Collavini calca la mano. «Gli elicotteri? Soltanto uno spreco di denaro, Noi proponiamo, da tempo, non già l’uso degli elicotteri, ma l’impiego dell’esercito: un contingente di militari ai confini e sulle spiagge scoraggerebbe l’arrivo dei clandestini». Conclusione: poca fiducia nelle grandi promesse di Bianco.
Secondo l’onorevole Elvio Ruffino (Ds), invede, «le misure annunciate dal ministro Bianco per combattere l’immigrazione clandestina ai confini del Friuli-Venezia Giulia sono di straordinaria importanza».
Secondo Ruffino, «queste misure, che – ha aggiunto – sapevamo da mesi allo studio del governo, esprimono una strategia d’intervento di particolare efficacia fondata sulla centralità dell’investigazine, sulla collaborazione con la polizia slovena, sul controllo delle zone di confine rafforzato da dotazioni tecnologiche adeguate».

## CONSEGNE
1. Puoi ricopiare alla lettera il brano sulle misure contro l'immigrazione clandestina da "Collavini calca la" fino a "promesse di Bianco." compreso?
2. Sapresti portare avanti il brano sulle misure contro l'immigrazione clandestina in Friuli-Venezia Giulia, riprendendo subito dopo l'ultima frase riportata?

## DATI GREZZI
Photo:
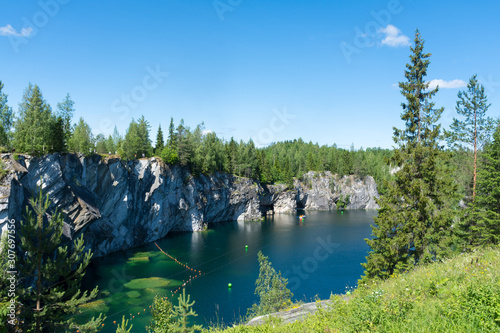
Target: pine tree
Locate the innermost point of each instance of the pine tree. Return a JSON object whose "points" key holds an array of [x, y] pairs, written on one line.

## RISPOSTE ATTESE
1.
Collavini calca la mano. «Gli elicotteri? Soltanto uno spreco di denaro, Noi proponiamo, da tempo, non già l’uso degli elicotteri, ma l’impiego dell’esercito: un contingente di militari ai confini e sulle spiagge scoraggerebbe l’arrivo dei clandestini». Conclusione: poca fiducia nelle grandi promesse di Bianco.

2.
Per Ruffino, «sono il segno di una volontà decisa e molto concreta del Governo sia la costituzione di una "task force" tra le forze di polizia coordinata dal prefetto di Trieste, sia la previsione di istituire anche a Gorizia e a Udine la Direzione distrettuale antimafia presso la Procura, che ha dato ottimi risultati a Trieste.
Francamennte ridicolo – ha concluso Ruffino – è l’atteggiamento del presidente della giunta regionale che ora riconosce che l’utilizzo dell’esercito, ieri invocato come decisivo, non sarebbe una soluzione ma che nel contempo non modifica la posizione ostile della giunta regionale alla costituzione di un centro di permanenza temporanea indispensabile per controllare ed espellere gli immigrati pericolosi».
Friuli modello per la lotta
Parla il ministro: «Esporteremo il lavoro della Direzione antimafia»
dall’inviato MARCO GALVI
GORIZIA – Porta una di quelle cravatte azzurro chiaro che si vedono in certi
matrimoni di provincia. E ha l’aria stanca di chi si è fatto duemila
chilometri in 24 ore: martedì a Catania, ieri a Gorizia. Un tour de force
anti-immigrazione. Parlare con i prefetti, convincere i sindaci, firmare
accordi. È l’immigrazione clandestina la prima emergenza nazionale, bisogna
darsi da fare.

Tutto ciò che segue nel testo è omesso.